■ Exercise task 1:
In the post about the rained-out wildflower event, to what date was the event rescheduled?
■ Exercise task 2:
In the post about the rained-out wildflower event, turn the paragraph beginning "But the Wildflower event had been planned" into a short list that keeps its main facts.

■ Text block:
━━━━━━━━━━━━━━━━

Monday, May 30, 2011

Wet Wildflowers

The rain started to fall about 9:30 p.m. last Friday, and I wondered whether our annual Wildflower Week event would be affected. Probably not, I decided. The forecast was for clearing skies overnight and partly cloudy skies in the morn, with highs expected in the 60’s and only a slight chance of thunderstorms.

The forecast was a bit off. In fact it rained most of the night and when I rolled out of the sheets at 5 a.m. it was raining hard.

I wasn’t bothered by the rain. In fact, I was happy about it. South of Kimball, where our ranch is located, is the driest part of the Panhandle. We rely on spring rains to make the grass grow so that our cattle can harvest the green bounty and turn it into a valuable commodity. Let it rain!

But the Wildflower event had been planned and publicized for months, and there was a long list of attendees who would have to be notified of the rainout and reschedule. Fortunately, I’d planned for this. I sent out texts and e-mails, posted a rescheduled event (for Saturday, June 4) on Facebook, and made a few phone calls.

I wasn’t sure whether everyone would get the word in time, though, so I headed out to the site at 7 a.m. to catch those who might show up despite the weather. None did.

━━━━━━━━━━━━━━━━

■ Material provided:
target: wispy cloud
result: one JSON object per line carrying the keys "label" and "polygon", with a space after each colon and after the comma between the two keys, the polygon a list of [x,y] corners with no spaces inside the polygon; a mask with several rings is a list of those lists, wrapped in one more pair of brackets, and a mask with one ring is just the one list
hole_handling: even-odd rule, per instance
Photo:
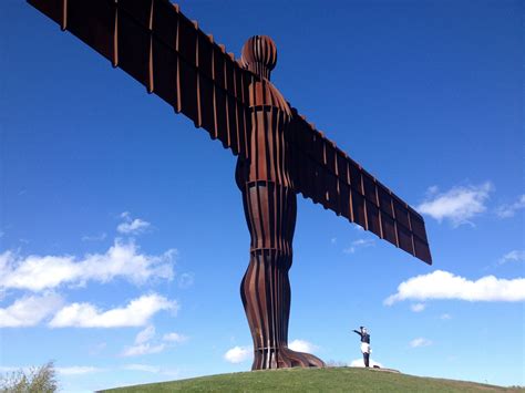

━━━━━━━━━━━━━━━━

■ Correct output 1:
Saturday, June 4.

■ Correct output 2:
- The Wildflower event had been planned and publicized for months.
- A long list of attendees had to be told about the rainout and the new date.
- I had planned for this.
- I sent texts and e-mails, posted the rescheduled event (Saturday, June 4) on Facebook, and made a few phone calls.